Data for review ::
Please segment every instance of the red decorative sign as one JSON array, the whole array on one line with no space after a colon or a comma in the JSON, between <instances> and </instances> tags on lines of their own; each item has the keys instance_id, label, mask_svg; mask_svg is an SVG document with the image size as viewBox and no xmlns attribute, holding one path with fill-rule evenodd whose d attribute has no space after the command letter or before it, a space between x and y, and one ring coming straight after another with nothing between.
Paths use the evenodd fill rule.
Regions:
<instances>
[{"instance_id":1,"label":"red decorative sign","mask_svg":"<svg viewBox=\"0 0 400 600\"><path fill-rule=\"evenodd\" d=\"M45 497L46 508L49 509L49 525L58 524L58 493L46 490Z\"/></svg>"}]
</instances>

Directions for this task ::
Beginning with the first line, transcribe the complete listing exactly.

Solution to the problem ::
Please segment every instance of the red decorative sign as one JSON array, the whole array on one line with no space after a colon or a comma in the JSON, between <instances> and </instances> tags on lines of their own; each item has the keys instance_id, label, mask_svg; mask_svg is an SVG document with the image size as viewBox and no xmlns attribute, holding one path with fill-rule evenodd whose d attribute has no space after the command letter or before it, a space between x and y, and one ring coming straight after another with nothing between.
Paths use the evenodd fill rule.
Regions:
<instances>
[{"instance_id":1,"label":"red decorative sign","mask_svg":"<svg viewBox=\"0 0 400 600\"><path fill-rule=\"evenodd\" d=\"M45 497L46 508L49 509L49 525L58 524L58 493L46 490Z\"/></svg>"}]
</instances>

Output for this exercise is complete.